* **Reading passage**
Microsoft goes even further and has integrated this strategy into their corporate marketing efforts on their website. With many of their products, you can register onlineand get access to a virtual environment with a demo script to evaluate the product remotely–without an SE! This can take a huge load off the channel or SMB SE’s shoulders. It also gives your corporate SEs an alternate option of letting a customer self evaluate in a controlled and scripted environment. This is especially useful for opportunities that you would not deem appropriate for a full SE-led evaluation.

Training
One other very valuable use of this type of platform is as a training aid. Instead of trying to get access to a classroom with a purpose-built set up, or messing around with virtual machines on laptops, you can configure the labs ahead of time, virtually, and allow students to access them through the browser on their laptops. Whereas the demo and proof of concept provide additional revenue opportunity, this is an easy way to demonstrate cost savings to the company.

In the follow up post I will detail the process and considerations for building out a virtual lab.

Reporting Structure

Here’s how it typically goes:

A startup hires a VP of Sales. S/he actively sells to customers until enough growth or funding comes in that a team of reps can be hired. The reps will be expected to be very well versed in the product details. In super technical areas, an initial SE or two may be hired to support the sales staff and perhaps participate in services implementations.

The next level of growth changes dramatically based on several variables.

The two somewhat conflicting goals when considering the reporting structure are:

  1. Checks and balances
  2. Sales alignment

Checks and Balances
In a perfect world, reps and SEs would be ideally compensated on fostering deep, long-term relationships with customers. Because this is usually not the case (they end up being purely quota based), sales engineering has morphed into having a check and balance responsibility on the account. Ask any customer which vendor role has higher credibility, reps or SEs, and SEs will always win out.

If I was a sales manager that would stop me in my tracks. I can’t think of a more dangerous symptom as this effectively means a lack of trust pervades the relationship with the customer. Why most sales organizations accept that as business is usual absolutely confounds me, but that’s a separate topic. Because of more frequent turnover, overt focus on quota, changing account assignments, or similar systemic problems, SEs are often the bedrock of the customer relationship. They are trusted. SEs are put in a position of checking and balancing the rep within the account (i.e. the true guardian of the relationship).

For the record I don’t think that’s right, but I do understand that that’s how it is most of the time. With that in mind, as the sales organization grows, a separate SE management chain is usually in order to prevent the SE getting steamrolled on the account team.

The 2nd aspect of this system is that most reps and sales managers have never been in the SE role. I personally believe that most sales managers could manage SEs quite effectively. There have, however, been enough that couldn’t that it has more or less removed that as an option for all but the small and/or extremely enlightened sales organizations.

* **Data section**
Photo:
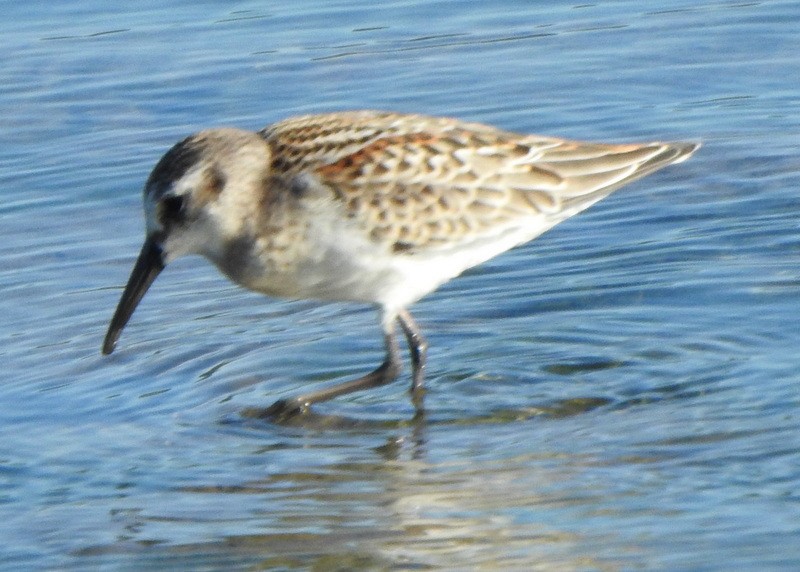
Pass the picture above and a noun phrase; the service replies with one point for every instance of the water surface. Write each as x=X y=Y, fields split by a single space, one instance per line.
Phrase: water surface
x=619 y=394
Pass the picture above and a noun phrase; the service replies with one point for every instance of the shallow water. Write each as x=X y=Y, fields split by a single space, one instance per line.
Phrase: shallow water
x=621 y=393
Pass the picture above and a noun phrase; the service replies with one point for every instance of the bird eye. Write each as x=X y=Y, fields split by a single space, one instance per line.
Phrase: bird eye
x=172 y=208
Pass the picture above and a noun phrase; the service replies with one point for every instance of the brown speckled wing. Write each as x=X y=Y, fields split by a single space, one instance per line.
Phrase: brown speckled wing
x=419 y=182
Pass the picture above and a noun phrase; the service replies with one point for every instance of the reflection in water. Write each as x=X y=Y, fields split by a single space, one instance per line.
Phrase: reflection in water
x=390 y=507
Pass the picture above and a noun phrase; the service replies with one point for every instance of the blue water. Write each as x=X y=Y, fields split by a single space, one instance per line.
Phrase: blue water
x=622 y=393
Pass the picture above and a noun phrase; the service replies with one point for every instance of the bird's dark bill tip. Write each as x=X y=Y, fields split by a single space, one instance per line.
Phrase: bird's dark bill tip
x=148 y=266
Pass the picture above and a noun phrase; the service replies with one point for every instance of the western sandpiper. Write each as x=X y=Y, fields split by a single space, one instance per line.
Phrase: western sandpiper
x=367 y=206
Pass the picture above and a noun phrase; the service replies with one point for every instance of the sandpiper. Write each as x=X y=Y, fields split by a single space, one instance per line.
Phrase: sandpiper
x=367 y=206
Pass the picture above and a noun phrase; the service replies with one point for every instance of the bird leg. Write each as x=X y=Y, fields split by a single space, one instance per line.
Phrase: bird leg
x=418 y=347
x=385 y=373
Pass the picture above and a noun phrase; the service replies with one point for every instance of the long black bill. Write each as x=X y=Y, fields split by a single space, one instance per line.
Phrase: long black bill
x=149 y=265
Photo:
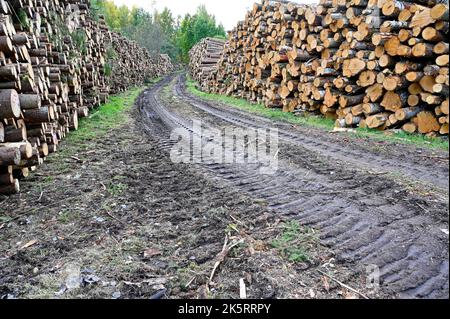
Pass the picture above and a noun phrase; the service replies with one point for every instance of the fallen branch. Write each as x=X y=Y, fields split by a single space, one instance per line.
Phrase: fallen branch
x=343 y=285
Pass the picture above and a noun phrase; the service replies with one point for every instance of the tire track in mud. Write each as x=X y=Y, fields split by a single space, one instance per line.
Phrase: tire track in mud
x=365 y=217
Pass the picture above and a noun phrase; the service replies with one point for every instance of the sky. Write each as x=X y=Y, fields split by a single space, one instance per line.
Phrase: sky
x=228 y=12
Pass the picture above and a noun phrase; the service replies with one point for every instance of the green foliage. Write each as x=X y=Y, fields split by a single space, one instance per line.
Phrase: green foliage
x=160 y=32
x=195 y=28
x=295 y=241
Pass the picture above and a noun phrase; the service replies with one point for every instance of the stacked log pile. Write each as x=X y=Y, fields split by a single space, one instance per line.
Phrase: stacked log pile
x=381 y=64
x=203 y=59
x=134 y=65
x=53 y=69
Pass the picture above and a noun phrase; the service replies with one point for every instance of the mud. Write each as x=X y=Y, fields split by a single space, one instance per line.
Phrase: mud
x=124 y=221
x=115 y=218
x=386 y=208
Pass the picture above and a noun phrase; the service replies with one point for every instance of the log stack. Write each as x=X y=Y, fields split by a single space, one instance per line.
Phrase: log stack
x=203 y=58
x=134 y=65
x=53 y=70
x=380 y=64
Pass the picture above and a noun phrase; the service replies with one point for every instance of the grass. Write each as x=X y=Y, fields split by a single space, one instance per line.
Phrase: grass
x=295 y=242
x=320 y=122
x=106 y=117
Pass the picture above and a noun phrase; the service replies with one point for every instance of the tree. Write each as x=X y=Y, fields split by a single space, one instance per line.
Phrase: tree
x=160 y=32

* **Problem set**
1) Condense the paragraph of the sales engineering text that begins "A startup hires a VP of Sales" into a short bulleted list, keeping its main facts.
2) Pick up the sales engineering text after its last sentence and write the next paragraph.

* **Responses for each task**
1)
- A startup hires a VP of Sales, who sells directly to customers.
- Once growth or funding allows, the company hires a team of reps.
- The reps are expected to know the product details very well.
- In highly technical areas, the company may hire one or two SEs to support the sales staff and possibly help with services implementations.

2)
I do understand the inherent difficulty. Good SEs can bring extreme clarity to complicated scenarios. If you’ve never been in that position, it’s very easy to not notice the extent of preparation that goes into it. Things like extensive product and industry training, trade shows, lab time, customer presentation or demonstration prep, technical research, etc. can all seem like time spent not selling. Simple is HARD, and it takes time. Time out of the field is still one of the hottest debated issues between sales and SE management today. Having the SE manager as the gatekeeper to taking this time away from the SE, thus, is a necessity to ensure maximum effectiveness.

Alignment
Removing the need of checks and balances, it makes the most sense to get everyone on the same team and as close to the customer as possible. This means that reps and SEs would report to the regional/district sales manager and be tied to specific accounts. If we need the checks and balances what is the next best thing? Optimally you want an SE leader for every line of business that your sales organization is broken down into and reporting to a sales director or higher depending on the size of the company. Putting SE managers reporting into regional/district managers does not create enough separation to implement the gatekeeper role.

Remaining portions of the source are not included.